SOURCE EXCERPT
□ □ □ □ □

Posted by webchick on December 24, 2010 at 8:54pm
30 followers
| Project: | Apache Solr Multisite Search |
| Version: | 6.x-1.x-dev |
| Component: | Code |
| Category: | task |
| Priority: | normal |
| Assigned: | Unassigned |
| Status: | closed (fixed) |
| Issue tags: | d7 ports, Issue summary initiative |
Issue Summary
To support Drupal 6.x-3.x and Drupal 7.x-1.x
What is needed :
- use the site and hash information in solr to facet on but also to filter queries (deletions, selects if needed)
- Add metadata for D6 and D7
- Content types
- Bias information
- Site Hash (already included from the module)
- Site Url (already included from the module)
- Vocabulary names
- Add a facet on the hash with output the name of the site
- Modify the bias pages to include bias for content from the other sites.
I propose that we open up a new branch for D7 and for D6 and we start developing.
Let's do this in the same line as apachesolr. 7.x-1.x for the Drupal 7 version and 6.x-3.x for the Drupal 6 version.
Comments
#1
Actually, this title will make my community initiatives page make more sense. ;)
#2
One more. I'm really done now. :P
#3
subscribe
#4
cool , subscribe
and drupal.org already use it in d7core, how come ?
#5
Upgrade path will be 6.x-1.x -> 6.x-2.x -> 7.x-1.x
#6
#7
Noting that apachesolr 7.x now has significant schema changes.
#8
Hi,
Anyone working on this , any progress ?
#9
sub
#10
sub
#11
Subscribe
#12
Sub
#13
subscribe
#14
I'm taking this on, expect an initial patch soon.
#15
Here's the first basic version. Everything works except for the blocks/facets. Any help getting this last bit fixed with the new Facet API would be very much appreciated.
(Go to admin/config/search/settings and make sure the checkbox for Multisite is checked. Possibly clear cache afterwards.)
#16
I'm actually curious if we need to add any other filter than "Filter by site". Filters provided by apachesolr (like "Filter by content type") also work in this D7 multisite version.
#17
Here's a new patch. All it needs now is the "Filter by site" facet, and probably cleaning up some legacy code afterwards.
#18
Thanks for the patches.
re:
$document->entity_id = 1;, seems like instead it should be the hash?Or maybe we should make that a non-required field?
#19
We should discuss the architecture - I had though that we might actually merge this into the main module, depending on what's left after we remove the facet code.
#20
Making entity_id a non-required field seems like a good idea. Also, entity_id is type long, so it can't be the hash.
Making the multisite functionality part of the main module makes sense to me, we're still using a lot of semi-duplicate code anyway. What's the best way to discuss this?
#21
adding d7 ports tag
#22
@wmostrey - I hope to have a better handle on this architecture by late next week. Maybe we can have a call on Sept 23? I'll look at changing the schema in advance of that.
#23
Let's do that, great!
#24
An updated version, with all d6 facet code removed and a clean settings page. Tested with both Drupal sites using the apachesolr module and non-Drupal sites crawled with Nutch.
#25
#26
Here are the instructions: http://drupal.org/node/666606/git-instructions/6.x-1.x
In short:
1. Setting up repository for the first time
git clone --branch 6.x-1.x http://git.drupal.org/project/apachesolr_multisitesearch.gitcd apachesolr_multisitesearch
2. Applying a patch
Download the patch to your working directory. Apply the patch with the following command:
git apply -v [patchname.patch]#27
#28
Can you create the 7 branch with this patch?
That way it is easier to get the module.

□ □ □ □ □

ENTRIES SUPPLIED
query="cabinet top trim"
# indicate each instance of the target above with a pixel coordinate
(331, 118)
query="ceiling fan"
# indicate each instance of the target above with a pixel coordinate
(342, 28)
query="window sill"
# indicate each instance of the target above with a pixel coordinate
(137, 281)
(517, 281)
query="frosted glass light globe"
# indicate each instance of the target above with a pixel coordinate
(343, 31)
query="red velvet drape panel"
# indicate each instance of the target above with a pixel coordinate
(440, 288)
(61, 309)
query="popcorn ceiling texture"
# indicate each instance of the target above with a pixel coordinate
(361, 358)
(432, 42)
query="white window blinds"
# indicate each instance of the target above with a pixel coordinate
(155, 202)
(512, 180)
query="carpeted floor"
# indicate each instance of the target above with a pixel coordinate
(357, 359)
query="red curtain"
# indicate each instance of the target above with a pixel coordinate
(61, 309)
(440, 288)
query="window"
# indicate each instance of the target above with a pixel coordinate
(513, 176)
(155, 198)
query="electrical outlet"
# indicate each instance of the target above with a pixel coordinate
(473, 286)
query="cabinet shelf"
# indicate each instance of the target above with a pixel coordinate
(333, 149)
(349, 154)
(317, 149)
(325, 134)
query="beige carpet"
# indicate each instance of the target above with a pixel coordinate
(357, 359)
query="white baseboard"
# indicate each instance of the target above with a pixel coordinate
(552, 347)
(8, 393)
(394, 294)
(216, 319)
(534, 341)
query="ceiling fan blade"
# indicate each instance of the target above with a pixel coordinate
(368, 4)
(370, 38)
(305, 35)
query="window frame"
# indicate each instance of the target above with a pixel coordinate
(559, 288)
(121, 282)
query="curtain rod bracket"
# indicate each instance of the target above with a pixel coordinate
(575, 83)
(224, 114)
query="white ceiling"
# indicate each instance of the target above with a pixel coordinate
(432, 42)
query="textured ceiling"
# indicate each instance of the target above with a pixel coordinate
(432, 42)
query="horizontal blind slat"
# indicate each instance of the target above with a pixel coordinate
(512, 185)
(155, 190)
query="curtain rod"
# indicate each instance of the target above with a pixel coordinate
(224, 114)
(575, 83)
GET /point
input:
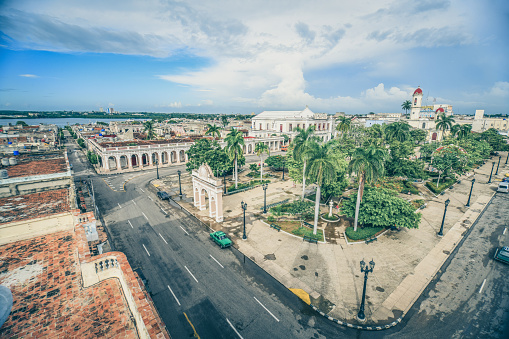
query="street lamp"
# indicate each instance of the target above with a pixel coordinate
(468, 202)
(499, 157)
(489, 180)
(180, 185)
(365, 269)
(264, 186)
(244, 207)
(441, 232)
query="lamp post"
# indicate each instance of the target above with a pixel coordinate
(489, 180)
(365, 269)
(499, 157)
(264, 186)
(180, 185)
(441, 232)
(468, 202)
(244, 207)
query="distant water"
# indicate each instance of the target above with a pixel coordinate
(61, 122)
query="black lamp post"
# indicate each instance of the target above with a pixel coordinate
(244, 207)
(493, 166)
(441, 232)
(180, 185)
(365, 269)
(468, 202)
(264, 186)
(499, 157)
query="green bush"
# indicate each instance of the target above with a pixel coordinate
(362, 233)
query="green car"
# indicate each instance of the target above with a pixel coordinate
(502, 254)
(221, 239)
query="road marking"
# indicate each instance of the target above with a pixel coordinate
(189, 321)
(163, 238)
(178, 302)
(191, 274)
(216, 261)
(234, 328)
(482, 286)
(267, 310)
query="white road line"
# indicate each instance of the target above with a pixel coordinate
(191, 274)
(482, 286)
(234, 328)
(163, 238)
(146, 250)
(216, 261)
(266, 309)
(178, 302)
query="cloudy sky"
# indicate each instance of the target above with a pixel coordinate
(224, 56)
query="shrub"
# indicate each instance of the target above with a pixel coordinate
(362, 233)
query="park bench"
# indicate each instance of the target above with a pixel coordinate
(310, 239)
(274, 226)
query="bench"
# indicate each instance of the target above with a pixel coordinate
(276, 227)
(310, 239)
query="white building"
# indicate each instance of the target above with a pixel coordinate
(268, 123)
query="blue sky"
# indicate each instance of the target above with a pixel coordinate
(225, 56)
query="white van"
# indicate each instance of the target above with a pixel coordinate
(503, 187)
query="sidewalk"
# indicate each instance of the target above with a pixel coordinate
(328, 275)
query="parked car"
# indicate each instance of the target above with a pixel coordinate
(502, 254)
(163, 195)
(221, 239)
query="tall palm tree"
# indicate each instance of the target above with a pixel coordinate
(406, 105)
(321, 171)
(148, 126)
(213, 130)
(444, 122)
(261, 148)
(301, 144)
(234, 142)
(399, 131)
(368, 164)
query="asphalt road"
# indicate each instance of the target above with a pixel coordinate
(197, 287)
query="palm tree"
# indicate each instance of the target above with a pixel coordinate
(444, 122)
(301, 144)
(261, 148)
(406, 105)
(148, 126)
(399, 131)
(368, 164)
(321, 171)
(234, 141)
(213, 130)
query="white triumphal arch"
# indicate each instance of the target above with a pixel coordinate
(206, 184)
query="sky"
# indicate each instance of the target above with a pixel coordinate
(229, 56)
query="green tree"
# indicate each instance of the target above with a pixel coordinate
(382, 208)
(368, 165)
(235, 141)
(261, 148)
(321, 171)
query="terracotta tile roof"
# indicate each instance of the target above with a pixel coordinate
(36, 205)
(49, 301)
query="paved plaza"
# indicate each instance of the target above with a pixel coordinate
(328, 274)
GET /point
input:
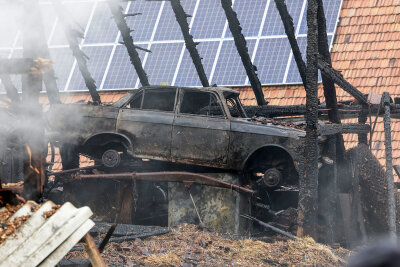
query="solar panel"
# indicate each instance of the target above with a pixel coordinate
(63, 60)
(121, 73)
(229, 69)
(209, 21)
(168, 28)
(250, 16)
(161, 63)
(331, 8)
(158, 30)
(273, 24)
(97, 64)
(293, 73)
(78, 14)
(143, 25)
(271, 66)
(187, 74)
(102, 28)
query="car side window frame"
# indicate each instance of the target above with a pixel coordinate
(219, 102)
(132, 98)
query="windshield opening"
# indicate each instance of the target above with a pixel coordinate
(235, 107)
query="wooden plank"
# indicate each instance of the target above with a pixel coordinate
(59, 237)
(39, 237)
(67, 245)
(27, 229)
(25, 210)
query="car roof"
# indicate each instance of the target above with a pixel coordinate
(224, 90)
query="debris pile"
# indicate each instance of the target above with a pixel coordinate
(187, 244)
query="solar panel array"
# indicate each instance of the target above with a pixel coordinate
(156, 29)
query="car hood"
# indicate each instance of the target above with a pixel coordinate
(251, 126)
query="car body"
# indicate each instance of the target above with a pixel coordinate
(200, 126)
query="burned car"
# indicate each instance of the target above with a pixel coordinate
(198, 126)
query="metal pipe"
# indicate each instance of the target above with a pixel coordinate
(174, 176)
(389, 166)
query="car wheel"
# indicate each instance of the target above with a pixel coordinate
(111, 158)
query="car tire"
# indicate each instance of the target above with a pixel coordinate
(111, 158)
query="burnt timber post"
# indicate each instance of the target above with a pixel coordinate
(181, 18)
(323, 49)
(308, 195)
(81, 58)
(119, 19)
(241, 45)
(32, 112)
(289, 29)
(389, 166)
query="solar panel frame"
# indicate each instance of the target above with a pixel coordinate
(190, 77)
(121, 74)
(98, 58)
(157, 27)
(230, 70)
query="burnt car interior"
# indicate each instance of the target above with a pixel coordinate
(200, 103)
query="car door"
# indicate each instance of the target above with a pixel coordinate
(200, 133)
(148, 119)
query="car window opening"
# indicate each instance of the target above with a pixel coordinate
(201, 103)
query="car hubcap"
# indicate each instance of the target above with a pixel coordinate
(272, 177)
(111, 158)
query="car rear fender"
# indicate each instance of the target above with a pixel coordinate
(102, 139)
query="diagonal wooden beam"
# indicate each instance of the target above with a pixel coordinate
(81, 59)
(181, 18)
(308, 194)
(241, 45)
(119, 19)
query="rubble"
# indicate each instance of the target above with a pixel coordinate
(188, 245)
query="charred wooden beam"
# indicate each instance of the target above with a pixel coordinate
(181, 18)
(32, 112)
(119, 18)
(323, 63)
(188, 178)
(81, 58)
(290, 32)
(11, 90)
(241, 45)
(362, 119)
(331, 129)
(389, 166)
(308, 194)
(328, 83)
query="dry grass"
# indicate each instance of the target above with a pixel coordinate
(189, 245)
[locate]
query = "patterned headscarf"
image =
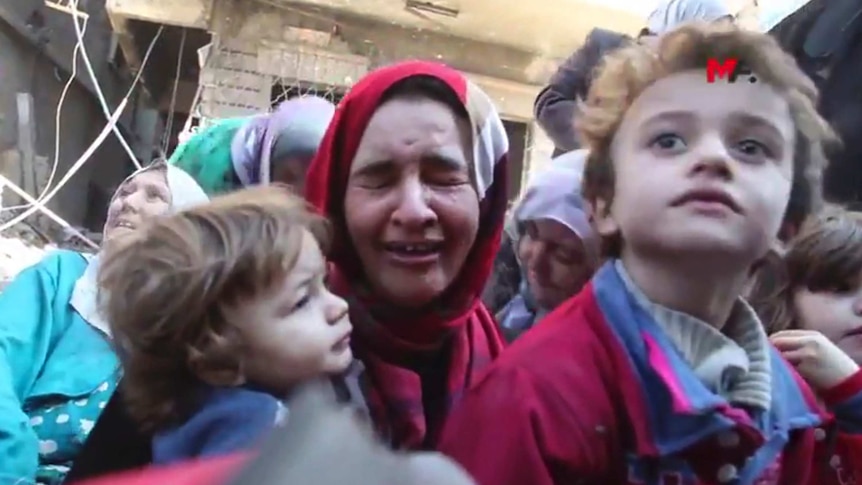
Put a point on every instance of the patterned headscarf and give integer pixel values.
(671, 13)
(295, 128)
(185, 193)
(238, 152)
(461, 323)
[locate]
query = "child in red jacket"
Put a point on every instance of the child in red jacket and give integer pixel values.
(658, 372)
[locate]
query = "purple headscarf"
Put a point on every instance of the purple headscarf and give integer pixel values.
(295, 128)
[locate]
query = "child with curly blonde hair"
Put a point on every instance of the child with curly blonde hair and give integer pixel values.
(658, 371)
(218, 313)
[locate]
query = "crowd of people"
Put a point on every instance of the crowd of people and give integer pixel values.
(327, 294)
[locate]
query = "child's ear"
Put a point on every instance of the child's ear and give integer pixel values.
(601, 217)
(218, 375)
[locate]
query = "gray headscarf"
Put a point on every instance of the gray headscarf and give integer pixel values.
(671, 13)
(294, 129)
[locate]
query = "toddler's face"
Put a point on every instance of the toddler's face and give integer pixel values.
(836, 314)
(298, 330)
(702, 168)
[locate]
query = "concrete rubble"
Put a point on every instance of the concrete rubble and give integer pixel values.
(22, 246)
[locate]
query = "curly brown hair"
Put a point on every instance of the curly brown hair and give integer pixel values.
(626, 73)
(166, 290)
(826, 255)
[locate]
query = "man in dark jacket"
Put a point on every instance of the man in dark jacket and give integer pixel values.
(556, 106)
(825, 38)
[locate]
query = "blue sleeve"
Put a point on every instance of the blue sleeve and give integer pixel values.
(26, 329)
(221, 427)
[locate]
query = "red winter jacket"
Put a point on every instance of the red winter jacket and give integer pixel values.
(597, 394)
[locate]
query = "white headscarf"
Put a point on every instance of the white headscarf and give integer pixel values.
(185, 193)
(671, 13)
(772, 12)
(554, 193)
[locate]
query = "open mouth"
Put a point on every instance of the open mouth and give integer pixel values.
(709, 199)
(417, 252)
(124, 224)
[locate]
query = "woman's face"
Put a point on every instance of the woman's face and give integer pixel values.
(410, 207)
(291, 171)
(556, 262)
(139, 198)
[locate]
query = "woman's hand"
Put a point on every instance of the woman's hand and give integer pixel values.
(820, 362)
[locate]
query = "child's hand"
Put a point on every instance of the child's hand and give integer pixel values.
(324, 443)
(820, 362)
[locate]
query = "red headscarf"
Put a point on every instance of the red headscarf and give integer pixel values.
(460, 324)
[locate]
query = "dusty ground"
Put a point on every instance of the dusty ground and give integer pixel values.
(23, 246)
(20, 248)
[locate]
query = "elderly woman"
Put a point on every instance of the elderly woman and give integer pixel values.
(57, 366)
(240, 152)
(556, 106)
(556, 246)
(412, 174)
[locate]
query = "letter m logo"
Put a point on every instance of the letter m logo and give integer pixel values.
(720, 70)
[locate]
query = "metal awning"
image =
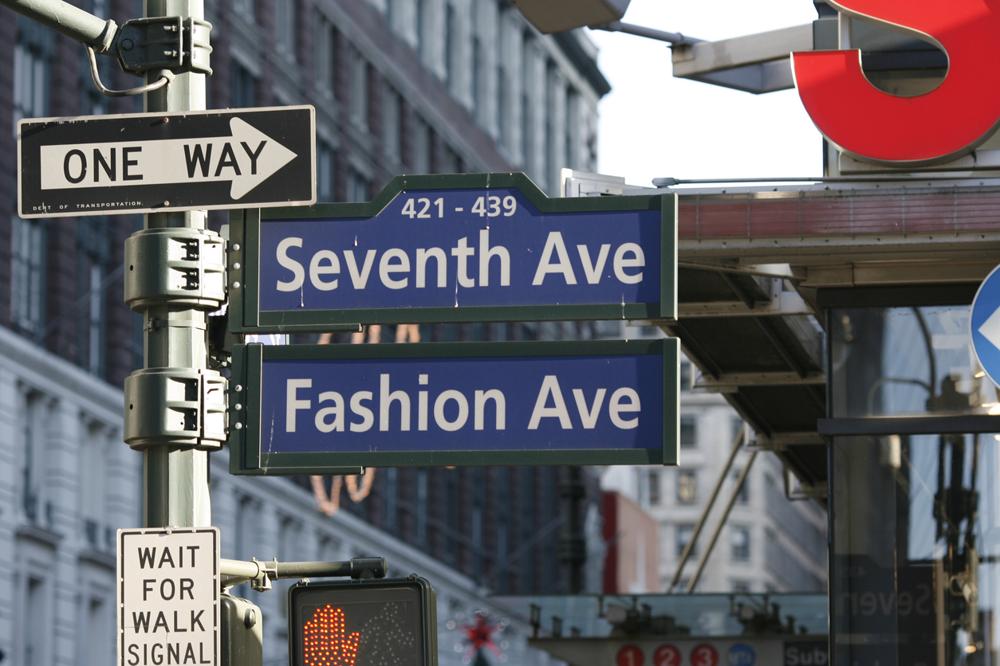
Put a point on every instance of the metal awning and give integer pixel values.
(753, 259)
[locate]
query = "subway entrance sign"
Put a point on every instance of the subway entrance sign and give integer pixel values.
(334, 623)
(315, 409)
(157, 162)
(463, 248)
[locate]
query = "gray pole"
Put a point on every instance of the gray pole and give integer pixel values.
(175, 481)
(693, 541)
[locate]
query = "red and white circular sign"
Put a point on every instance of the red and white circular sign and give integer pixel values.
(704, 655)
(667, 655)
(630, 655)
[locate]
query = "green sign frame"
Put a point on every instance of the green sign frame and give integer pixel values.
(245, 432)
(245, 315)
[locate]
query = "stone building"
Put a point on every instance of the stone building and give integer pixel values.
(399, 86)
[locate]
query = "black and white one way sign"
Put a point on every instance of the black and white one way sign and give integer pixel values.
(168, 597)
(117, 164)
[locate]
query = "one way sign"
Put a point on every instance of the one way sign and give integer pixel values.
(150, 163)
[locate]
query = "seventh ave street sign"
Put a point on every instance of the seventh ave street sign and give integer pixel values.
(157, 162)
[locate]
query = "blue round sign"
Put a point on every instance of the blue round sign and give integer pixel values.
(742, 654)
(985, 325)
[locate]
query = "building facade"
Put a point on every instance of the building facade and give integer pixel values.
(400, 86)
(769, 543)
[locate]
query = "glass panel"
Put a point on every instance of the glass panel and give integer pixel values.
(915, 579)
(906, 361)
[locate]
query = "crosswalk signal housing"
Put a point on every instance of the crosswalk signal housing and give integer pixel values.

□ □ □ □ □

GIVEN INSTRUCTION 1
Write out the Apache Solr Multisite Search issue thread word for word, beginning at the words "- Site Url (already" and stopping after "more sense. ;)".
GIVEN INSTRUCTION 2
Extend the Apache Solr Multisite Search issue thread, picking up right after its final comment.

EXPECTED OUTPUT 1
- Site Url (already included from the module)
- Vocabulary names
- Add a facet on the hash with output the name of the site
- Modify the bias pages to include bias for content from the other sites.
I propose that we open up a new branch for D7 and for D6 and we start developing.
Let's do this in the same line as apachesolr. 7.x-1.x for the Drupal 7 version and 6.x-3.x for the Drupal 6 version.
Comments
#1
Actually, this title will make my community initiatives page make more sense. ;)

EXPECTED OUTPUT 2
#29
The patch will most likely need to pass review first before Peter Wolanin creates the branch. So if you want to help move this forward: review the patch and get the status to RTBC. Thanks!
#30
I now also added a site/hash facet so you can now again filter the search results per site.
#31
looks like a good start, especially if it's moving toward faceapi integration.
We'll need to figure out how to expose the appropriate multi-site facets there, however.
#32
I had a issue with the site metadata, when go to the "Multisite seetings" section then under the "Delete data from sites using this index" section I only can see two sites (total subsites are >10). My question is how to get the correct information from all subsites on the list?
Thanks a lot!
#33
Since the schema has change a bit to include an entity_id (instead of entity) you need to index each individual subsite again using this module. That should fix your problem.
#34
Note that we don't yet have a 6 version of apachsolr compatible with the 7 version. That will be the 6.x-3.x branch.
#35
Subscribe.. As always reminding folks about using http://drupal.org/project/coder to look over patches and help review them before release.
#36
Subscribe
#37
Maybe I will create the branch if this is a generally working basis for progress.
#38
For 7.x I would like to figure out how to meld the multisite search functionality with the search environments concept we added in 7.x apachesolr module, as well as with the custom search pages.
I feel like we should be able to make this module even smaller, since I always work to have the support for multi-site search pretty well baked into the main module.
#39
I agree. I'll see what I can do to integrate the concepts of apachesolr_multisite into the apachesolr modules.
#40
Ok, I may take a crack at it this weekend myself.
#41
note, patch above I committed to a new branch, so setting back to active
#42
see: #1340552: Make facet generation more flexible/overrideable
#43
Also, I think we should potentially remove the use of the core search hooks (especially for the search page), and just leverage the user defined search pages.
#44
I think we need this patch: #1341854: Pass the query object into hooks altering search results
#45
Starting to reduce this down to the essence.
#46
Hi Guys,
I have a question here and I really appreciate your help! I have a drupal7 with multisite setup and solr multisite search module to do the durpal multisite search. Now I have another non drupal (simple html) site running on another web server. My question is how to search cross the many drupal sites and the non-drupal site and get the results from ALL sites?
Thanks a lot!
#47
@synbaxp - off topic. This issue is about the code update for 7.x.
Open a separate support request or try IRC.
#48
I've been talking through this with Nick Veenhof. I did some testing with the latest Apache Solr dev module, and since it now also takes the hash into account, every page is actually ready to support multisites. I believe we need the following functions in Apache Solr to get it working:
We might need to work out the details as to what configuration goes where, but this will bring us a long way.
Your patch is good to go, except that the function should be apachesolr_multisitesearch_facetapi_facet_info() and not apachesolr_multisitesearch_facet_info().
#49
If the complete module is replaced with this code it is already working between different Drupal 6 and 7 sites. What is left is to make node access integration work between Drupal 6 and 7.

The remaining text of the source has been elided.